=== PASSAGE TO READ ===
Age: 60
Profession: President of the Bhutan Amateur Athletic Federation
Location: Thimphu, Bhutan
Tell me about your work promoting track-and-field in Bhutan. In the early 1990s, I was one of the partners who started Thimphu’s first health club with a gym. Because of that work, in 2000, the Bhutan Amateur Athletic Federation requested that I join them as an athletic federation member. About seven years later, the president resigned, and I was elected president. When I was younger, I used to play basketball, volleyball, and soccer. I don’t play any sports now, but I do my daily workout and meditation every morning.
We’re trying to promote athletics at the grassroots level. With the help of our education ministry, we have put an athletic program in the school curriculum for children aged 7 to 12. From there, we graduate them to the teen athletic program for children aged 13 to 15, and after that we have a youth and juniors program for ages 16 and up.
We’d like to compete with the world at the international level, but of course we started our program quite late. Even in the Southeast Asia region we are performing way behind other countries, so we’re trying to come up slowly, building up.
Will we see a Bhutanese Olympic medalist anytime soon? We will be participating in the London Olympic Games; we’re training an athlete for middle distance running. We don’t think we can win any medals, but it’s international exposure for the athletes. And since we are considered an upcoming country, the International Association of Athletics Federations gives Bhutan preference in the competitions they run [Bhutanese runners are allowed to compete though their times don’t qualify to participate yet]. In another 10 years’ time, I hope our athletes will at least get a medal in the South Asian Games and then achieve success in the international arena. That is our dream.
Besides training children as athletes, what advantages does athletics offer? I’m especially interested in the kids’ athletic program because we have a drug and alcohol problem in Bhutan. A lot of cheap drugs are smuggled into the country through our open border with India, and so we have had many drug overdoses and fatalities among young people here.
We have detox programs, medication, other things like that, but these are short-term remedies. They don’t really cure anything. So if you get children interested in sports, once the athletic habit is inculcated in them, I think they’ll be less likely to say yes to drugs and all that. Our main focus is giving them a healthy life.
My youngest son died of a drug overdose. That’s why I’m giving my attention to this issue and pushing things so much in this area. He was 17 when he died in 2012, and after his death my whole focus and attention turned to the kids in this program so that we can prevent fatalities. I could not save my own child, but I hope I can save a lot of other lives.

[Stored data entries]
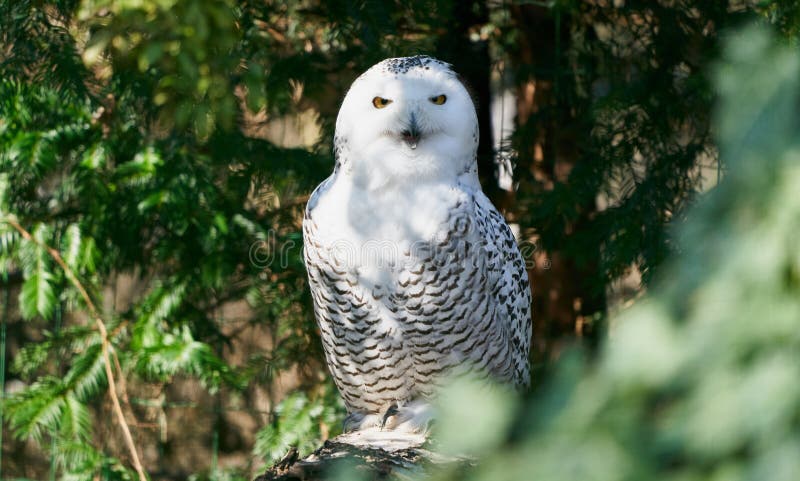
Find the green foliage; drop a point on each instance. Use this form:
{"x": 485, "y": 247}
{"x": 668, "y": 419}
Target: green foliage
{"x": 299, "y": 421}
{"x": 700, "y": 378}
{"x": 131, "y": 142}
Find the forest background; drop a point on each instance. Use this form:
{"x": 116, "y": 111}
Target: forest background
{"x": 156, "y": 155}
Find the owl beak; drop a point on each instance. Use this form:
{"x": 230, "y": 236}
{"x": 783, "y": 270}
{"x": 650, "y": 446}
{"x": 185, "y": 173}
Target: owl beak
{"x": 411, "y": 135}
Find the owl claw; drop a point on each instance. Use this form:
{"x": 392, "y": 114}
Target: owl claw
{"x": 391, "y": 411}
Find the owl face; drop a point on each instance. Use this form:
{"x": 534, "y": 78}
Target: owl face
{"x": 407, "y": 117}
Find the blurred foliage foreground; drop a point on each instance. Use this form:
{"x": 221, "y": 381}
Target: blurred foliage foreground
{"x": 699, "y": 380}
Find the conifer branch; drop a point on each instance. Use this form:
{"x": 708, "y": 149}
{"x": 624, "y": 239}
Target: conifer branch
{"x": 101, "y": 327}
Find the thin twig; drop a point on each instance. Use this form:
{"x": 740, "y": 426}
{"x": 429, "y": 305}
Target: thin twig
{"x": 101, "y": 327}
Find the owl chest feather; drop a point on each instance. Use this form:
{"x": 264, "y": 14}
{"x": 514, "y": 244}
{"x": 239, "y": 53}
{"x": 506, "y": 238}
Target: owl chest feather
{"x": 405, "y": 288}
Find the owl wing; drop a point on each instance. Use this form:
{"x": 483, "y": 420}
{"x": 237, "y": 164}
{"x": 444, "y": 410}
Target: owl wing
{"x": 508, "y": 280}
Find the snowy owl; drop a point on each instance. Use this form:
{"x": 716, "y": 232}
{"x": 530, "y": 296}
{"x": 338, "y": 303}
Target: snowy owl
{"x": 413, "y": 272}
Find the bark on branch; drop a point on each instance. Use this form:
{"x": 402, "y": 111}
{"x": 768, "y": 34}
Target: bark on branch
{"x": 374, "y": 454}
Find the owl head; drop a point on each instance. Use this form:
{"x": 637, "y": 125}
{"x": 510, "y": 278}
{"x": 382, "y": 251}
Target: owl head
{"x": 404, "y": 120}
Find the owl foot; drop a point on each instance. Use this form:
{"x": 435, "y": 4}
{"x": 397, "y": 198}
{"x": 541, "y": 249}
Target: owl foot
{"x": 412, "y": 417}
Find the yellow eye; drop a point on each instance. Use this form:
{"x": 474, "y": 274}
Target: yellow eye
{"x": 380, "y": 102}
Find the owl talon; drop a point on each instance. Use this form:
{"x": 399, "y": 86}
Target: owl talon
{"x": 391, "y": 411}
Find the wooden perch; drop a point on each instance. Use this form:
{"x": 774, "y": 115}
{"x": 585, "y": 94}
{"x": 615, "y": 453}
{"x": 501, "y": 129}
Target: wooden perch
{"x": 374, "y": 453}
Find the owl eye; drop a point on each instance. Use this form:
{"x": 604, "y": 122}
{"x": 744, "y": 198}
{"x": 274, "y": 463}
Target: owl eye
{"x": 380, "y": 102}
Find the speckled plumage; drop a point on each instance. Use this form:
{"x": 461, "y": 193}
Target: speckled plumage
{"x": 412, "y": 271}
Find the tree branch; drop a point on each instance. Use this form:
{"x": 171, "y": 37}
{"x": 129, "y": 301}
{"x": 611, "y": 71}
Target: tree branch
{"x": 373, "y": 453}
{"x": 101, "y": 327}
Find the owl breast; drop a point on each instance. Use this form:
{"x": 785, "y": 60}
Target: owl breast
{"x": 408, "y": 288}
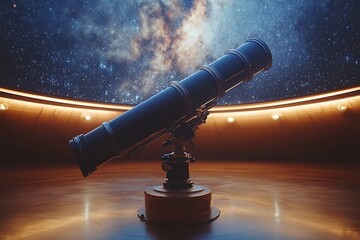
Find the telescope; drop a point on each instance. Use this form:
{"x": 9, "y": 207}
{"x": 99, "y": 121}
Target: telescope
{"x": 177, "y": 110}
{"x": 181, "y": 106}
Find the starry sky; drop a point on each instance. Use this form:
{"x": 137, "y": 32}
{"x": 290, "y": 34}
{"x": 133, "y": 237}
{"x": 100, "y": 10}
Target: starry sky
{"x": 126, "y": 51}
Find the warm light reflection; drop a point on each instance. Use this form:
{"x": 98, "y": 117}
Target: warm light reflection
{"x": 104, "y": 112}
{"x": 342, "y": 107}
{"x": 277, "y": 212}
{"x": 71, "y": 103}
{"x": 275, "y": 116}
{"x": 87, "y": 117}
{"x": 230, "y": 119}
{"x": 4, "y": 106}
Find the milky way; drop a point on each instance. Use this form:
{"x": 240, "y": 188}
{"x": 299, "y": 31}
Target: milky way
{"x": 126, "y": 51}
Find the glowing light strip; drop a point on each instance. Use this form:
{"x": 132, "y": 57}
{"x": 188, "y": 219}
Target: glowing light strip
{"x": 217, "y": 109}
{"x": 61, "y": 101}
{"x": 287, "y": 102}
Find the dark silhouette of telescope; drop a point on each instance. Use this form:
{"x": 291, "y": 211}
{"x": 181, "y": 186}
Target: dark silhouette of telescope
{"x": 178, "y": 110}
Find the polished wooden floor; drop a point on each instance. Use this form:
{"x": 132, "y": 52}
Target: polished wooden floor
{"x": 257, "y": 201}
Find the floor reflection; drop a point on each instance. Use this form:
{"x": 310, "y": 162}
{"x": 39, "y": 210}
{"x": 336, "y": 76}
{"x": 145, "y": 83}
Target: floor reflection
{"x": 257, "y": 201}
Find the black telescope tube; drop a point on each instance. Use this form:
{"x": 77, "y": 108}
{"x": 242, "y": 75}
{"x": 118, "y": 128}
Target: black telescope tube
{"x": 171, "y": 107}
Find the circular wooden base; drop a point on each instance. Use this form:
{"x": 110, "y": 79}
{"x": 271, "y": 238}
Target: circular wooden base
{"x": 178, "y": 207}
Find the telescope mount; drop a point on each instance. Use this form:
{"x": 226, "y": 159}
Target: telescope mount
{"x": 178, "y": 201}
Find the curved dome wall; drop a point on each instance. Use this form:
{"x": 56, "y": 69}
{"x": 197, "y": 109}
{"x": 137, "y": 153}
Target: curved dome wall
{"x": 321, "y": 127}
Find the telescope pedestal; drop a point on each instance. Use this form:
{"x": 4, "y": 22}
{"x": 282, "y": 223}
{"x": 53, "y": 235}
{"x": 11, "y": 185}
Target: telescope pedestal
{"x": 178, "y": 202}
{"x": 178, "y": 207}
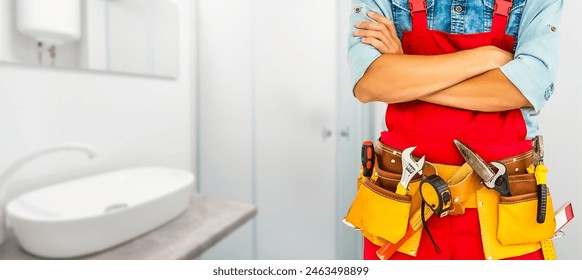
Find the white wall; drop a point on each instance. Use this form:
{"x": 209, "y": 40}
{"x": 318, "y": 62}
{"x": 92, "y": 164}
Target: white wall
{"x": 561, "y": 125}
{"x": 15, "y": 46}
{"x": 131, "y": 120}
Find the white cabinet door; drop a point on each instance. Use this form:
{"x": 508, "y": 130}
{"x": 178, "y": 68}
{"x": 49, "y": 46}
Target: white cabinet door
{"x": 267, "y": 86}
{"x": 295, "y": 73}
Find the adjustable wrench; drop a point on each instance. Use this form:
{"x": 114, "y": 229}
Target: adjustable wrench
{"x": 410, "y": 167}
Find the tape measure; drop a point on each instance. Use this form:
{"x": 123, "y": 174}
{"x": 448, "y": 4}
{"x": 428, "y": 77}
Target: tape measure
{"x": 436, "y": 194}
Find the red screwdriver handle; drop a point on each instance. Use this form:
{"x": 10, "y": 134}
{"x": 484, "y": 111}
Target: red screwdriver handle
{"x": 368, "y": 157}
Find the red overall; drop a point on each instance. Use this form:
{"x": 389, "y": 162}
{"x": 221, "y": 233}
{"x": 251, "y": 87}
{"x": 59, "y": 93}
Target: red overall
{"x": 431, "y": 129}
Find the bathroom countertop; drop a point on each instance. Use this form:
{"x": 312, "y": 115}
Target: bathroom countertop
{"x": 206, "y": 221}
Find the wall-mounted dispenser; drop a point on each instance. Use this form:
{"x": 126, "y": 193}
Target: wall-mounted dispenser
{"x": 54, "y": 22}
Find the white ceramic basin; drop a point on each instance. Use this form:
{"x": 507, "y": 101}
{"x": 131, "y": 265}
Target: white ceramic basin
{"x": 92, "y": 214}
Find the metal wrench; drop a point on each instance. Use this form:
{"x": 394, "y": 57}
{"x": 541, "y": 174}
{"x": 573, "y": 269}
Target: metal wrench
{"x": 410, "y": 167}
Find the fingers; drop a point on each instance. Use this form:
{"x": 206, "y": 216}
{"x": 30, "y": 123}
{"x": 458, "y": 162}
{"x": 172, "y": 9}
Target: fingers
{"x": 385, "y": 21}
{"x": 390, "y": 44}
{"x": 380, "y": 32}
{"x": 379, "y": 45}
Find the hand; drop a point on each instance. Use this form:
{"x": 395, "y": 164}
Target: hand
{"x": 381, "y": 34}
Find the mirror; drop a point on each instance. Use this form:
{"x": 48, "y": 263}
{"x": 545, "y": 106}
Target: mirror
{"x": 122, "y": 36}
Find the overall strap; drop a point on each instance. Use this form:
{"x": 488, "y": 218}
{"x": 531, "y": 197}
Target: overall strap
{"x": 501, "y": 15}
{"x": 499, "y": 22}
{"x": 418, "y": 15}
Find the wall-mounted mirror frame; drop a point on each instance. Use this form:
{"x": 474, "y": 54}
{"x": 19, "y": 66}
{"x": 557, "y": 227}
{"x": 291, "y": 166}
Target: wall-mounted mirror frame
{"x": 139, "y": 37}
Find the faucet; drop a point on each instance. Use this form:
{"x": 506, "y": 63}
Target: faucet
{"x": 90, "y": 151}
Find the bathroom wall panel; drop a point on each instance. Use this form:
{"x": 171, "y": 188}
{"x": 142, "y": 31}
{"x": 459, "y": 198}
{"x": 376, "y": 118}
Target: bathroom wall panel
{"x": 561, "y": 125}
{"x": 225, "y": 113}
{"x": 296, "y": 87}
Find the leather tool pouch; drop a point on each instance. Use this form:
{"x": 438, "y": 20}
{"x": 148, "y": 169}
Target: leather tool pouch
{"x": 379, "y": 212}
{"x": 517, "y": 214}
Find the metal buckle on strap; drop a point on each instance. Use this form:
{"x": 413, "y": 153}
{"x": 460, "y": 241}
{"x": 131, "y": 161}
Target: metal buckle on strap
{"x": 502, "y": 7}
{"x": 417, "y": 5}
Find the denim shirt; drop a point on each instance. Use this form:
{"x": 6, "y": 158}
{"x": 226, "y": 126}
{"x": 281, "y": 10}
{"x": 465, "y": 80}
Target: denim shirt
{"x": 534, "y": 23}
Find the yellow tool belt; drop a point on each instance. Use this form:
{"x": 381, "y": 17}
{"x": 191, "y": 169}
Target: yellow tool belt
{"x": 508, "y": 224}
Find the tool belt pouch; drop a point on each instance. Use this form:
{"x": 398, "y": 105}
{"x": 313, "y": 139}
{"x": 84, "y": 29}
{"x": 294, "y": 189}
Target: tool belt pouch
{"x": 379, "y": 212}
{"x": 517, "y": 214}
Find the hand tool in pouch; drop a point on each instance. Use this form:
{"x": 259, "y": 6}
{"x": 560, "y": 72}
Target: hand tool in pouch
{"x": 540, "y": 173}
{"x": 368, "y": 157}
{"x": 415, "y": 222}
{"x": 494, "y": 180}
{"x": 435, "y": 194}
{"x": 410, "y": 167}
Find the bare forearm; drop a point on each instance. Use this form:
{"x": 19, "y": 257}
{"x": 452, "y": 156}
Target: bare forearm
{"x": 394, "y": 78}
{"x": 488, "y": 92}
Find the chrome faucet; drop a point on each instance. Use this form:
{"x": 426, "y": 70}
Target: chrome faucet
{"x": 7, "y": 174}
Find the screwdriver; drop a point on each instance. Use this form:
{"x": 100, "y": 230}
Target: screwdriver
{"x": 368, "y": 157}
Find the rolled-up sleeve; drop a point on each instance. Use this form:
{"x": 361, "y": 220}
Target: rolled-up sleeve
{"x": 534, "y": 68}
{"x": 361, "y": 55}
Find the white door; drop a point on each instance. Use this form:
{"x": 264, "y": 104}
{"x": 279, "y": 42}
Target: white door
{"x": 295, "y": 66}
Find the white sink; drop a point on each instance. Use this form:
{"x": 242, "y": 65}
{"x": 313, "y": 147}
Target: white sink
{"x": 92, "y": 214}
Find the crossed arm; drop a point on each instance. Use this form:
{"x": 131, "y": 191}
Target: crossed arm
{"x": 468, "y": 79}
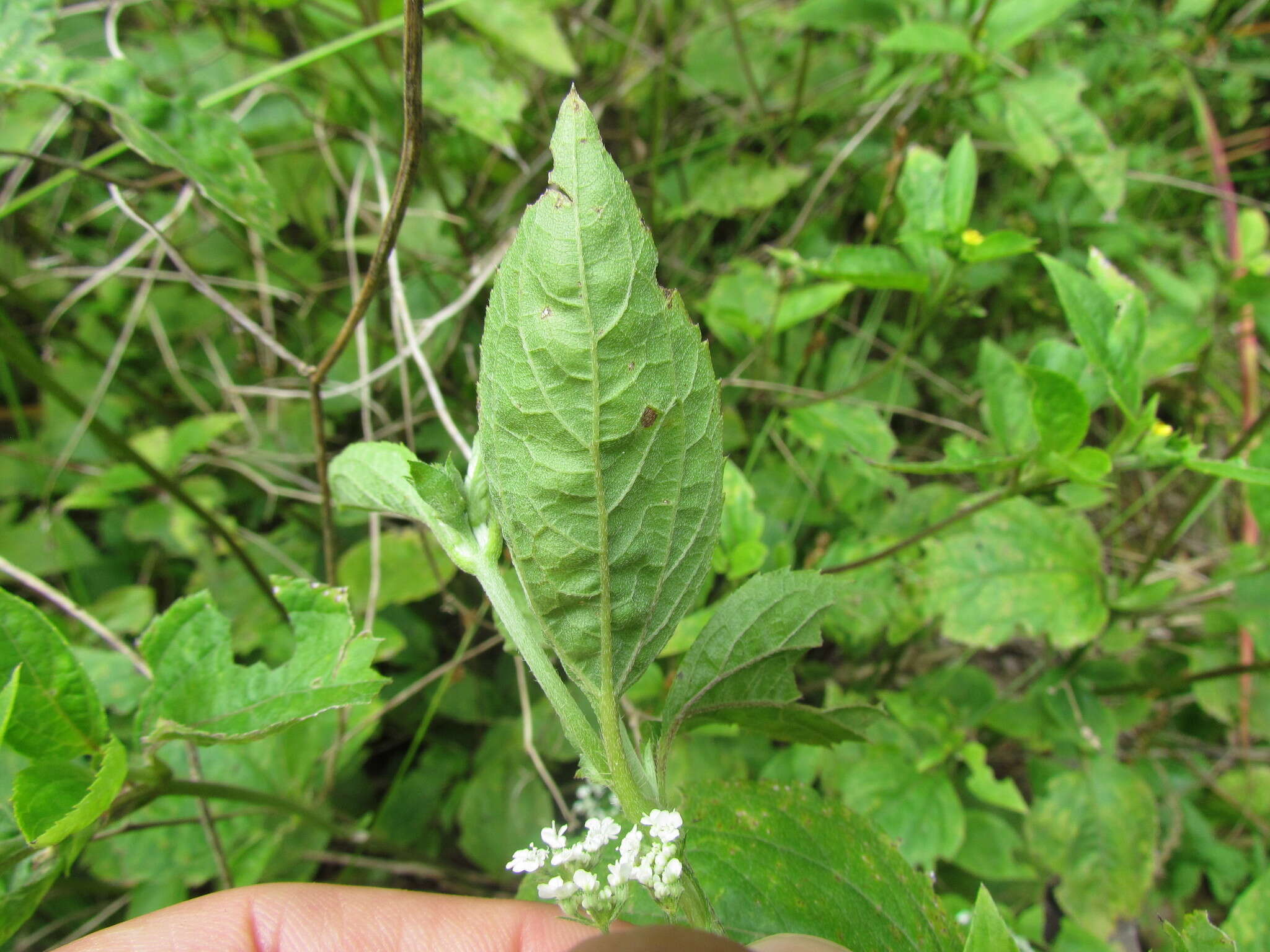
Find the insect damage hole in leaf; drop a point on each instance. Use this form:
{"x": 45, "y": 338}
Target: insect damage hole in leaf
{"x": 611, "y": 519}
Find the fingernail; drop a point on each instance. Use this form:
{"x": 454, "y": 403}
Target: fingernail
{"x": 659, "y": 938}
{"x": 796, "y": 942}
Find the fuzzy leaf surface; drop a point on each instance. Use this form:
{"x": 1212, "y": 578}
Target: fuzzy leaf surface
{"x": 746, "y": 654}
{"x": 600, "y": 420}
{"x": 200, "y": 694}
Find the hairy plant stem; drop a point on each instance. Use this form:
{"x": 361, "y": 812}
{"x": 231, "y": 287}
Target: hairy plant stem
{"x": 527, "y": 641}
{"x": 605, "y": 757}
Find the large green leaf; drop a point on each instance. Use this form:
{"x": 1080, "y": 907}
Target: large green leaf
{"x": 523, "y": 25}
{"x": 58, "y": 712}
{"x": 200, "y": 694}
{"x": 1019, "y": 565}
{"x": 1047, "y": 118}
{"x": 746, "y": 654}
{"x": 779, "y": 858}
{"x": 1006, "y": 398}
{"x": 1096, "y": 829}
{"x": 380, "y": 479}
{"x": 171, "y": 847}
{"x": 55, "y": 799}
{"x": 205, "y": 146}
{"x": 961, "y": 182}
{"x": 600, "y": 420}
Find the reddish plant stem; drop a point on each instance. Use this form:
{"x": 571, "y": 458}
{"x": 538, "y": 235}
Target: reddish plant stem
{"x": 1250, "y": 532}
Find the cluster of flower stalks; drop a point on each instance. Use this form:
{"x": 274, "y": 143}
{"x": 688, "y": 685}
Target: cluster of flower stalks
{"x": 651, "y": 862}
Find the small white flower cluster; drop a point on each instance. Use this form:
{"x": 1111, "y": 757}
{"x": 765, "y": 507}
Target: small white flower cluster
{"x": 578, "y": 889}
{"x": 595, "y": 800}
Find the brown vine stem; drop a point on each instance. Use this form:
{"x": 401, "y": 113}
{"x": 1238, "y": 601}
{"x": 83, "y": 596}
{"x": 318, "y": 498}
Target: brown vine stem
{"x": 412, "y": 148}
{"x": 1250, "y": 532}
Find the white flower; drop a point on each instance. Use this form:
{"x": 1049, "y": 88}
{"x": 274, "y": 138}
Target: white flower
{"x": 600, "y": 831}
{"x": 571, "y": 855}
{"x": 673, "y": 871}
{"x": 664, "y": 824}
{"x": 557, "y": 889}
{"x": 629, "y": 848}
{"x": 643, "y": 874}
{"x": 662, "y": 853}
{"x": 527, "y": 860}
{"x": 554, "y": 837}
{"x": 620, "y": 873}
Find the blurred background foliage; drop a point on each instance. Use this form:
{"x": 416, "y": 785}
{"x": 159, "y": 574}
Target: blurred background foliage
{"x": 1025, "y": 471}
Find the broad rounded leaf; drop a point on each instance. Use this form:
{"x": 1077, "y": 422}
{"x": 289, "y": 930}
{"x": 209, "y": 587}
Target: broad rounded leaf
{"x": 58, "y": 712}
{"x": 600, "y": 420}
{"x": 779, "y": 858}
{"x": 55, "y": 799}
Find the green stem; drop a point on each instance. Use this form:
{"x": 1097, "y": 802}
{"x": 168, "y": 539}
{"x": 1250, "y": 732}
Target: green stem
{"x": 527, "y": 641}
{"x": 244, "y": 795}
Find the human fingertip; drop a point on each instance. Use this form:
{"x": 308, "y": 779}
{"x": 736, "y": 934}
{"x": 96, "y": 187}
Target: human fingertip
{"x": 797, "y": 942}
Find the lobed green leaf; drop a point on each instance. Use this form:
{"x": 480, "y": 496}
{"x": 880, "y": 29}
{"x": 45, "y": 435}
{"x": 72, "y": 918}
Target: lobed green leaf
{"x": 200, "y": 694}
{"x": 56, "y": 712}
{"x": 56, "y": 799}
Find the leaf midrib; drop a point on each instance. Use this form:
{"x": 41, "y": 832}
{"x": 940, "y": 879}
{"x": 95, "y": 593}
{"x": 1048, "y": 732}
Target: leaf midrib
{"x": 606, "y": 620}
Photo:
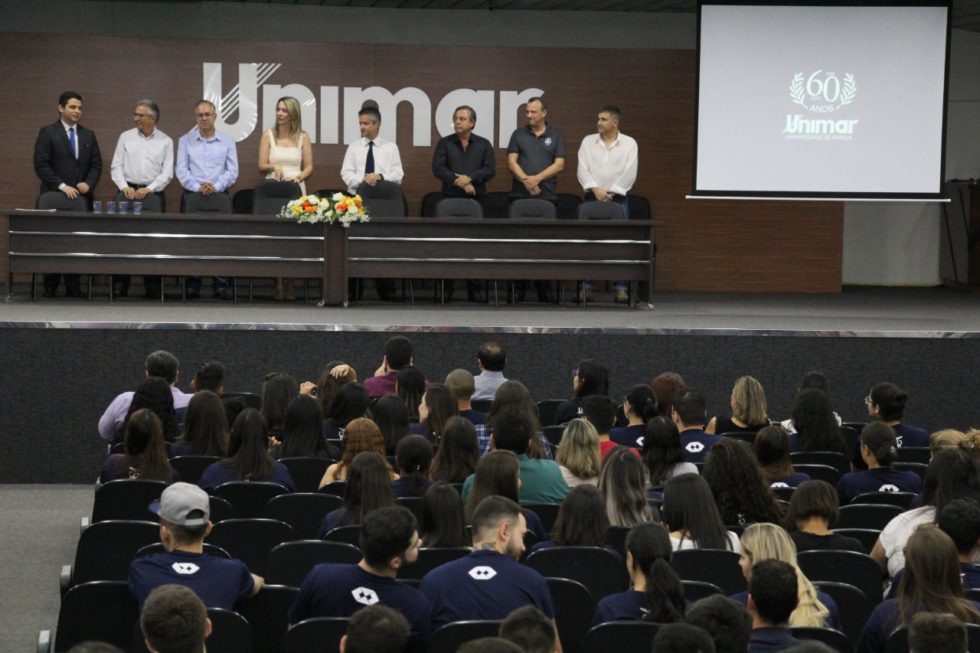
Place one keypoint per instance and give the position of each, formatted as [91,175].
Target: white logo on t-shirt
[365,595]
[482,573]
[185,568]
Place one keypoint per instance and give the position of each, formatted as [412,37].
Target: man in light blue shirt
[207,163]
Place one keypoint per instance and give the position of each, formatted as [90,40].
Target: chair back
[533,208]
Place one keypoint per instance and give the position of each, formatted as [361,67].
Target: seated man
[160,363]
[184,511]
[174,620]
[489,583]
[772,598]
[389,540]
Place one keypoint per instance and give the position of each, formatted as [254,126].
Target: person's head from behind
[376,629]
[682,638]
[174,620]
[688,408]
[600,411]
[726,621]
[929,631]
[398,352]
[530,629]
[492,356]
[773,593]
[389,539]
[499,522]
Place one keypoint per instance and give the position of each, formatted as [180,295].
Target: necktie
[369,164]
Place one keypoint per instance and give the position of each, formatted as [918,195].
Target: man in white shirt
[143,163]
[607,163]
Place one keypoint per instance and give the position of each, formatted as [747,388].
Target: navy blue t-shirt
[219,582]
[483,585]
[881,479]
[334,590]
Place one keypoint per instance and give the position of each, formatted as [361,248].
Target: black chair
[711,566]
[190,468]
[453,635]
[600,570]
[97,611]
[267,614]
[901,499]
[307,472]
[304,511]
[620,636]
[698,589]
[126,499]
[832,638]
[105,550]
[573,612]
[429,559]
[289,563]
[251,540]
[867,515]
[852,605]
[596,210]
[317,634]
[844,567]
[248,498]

=== HOW TO COMPLETE THIS TASK ===
In the interview about athletics in Bhutan, reproduce the passage starting with "Besides training children" and going on through "a healthy life.", swapping "drugs" for "narcotics".

=== SOLUTION ===
Besides training children as athletes, what advantages does athletics offer? I’m especially interested in the kids’ athletic program because we have a drug and alcohol problem in Bhutan. A lot of cheap narcotics are smuggled into the country through our open border with India, and so we have had many drug overdoses and fatalities among young people here.
We have detox programs, medication, other things like that, but these are short-term remedies. They don’t really cure anything. So if you get children interested in sports, once the athletic habit is inculcated in them, I think they’ll be less likely to say yes to narcotics and all that. Our main focus is giving them a healthy life.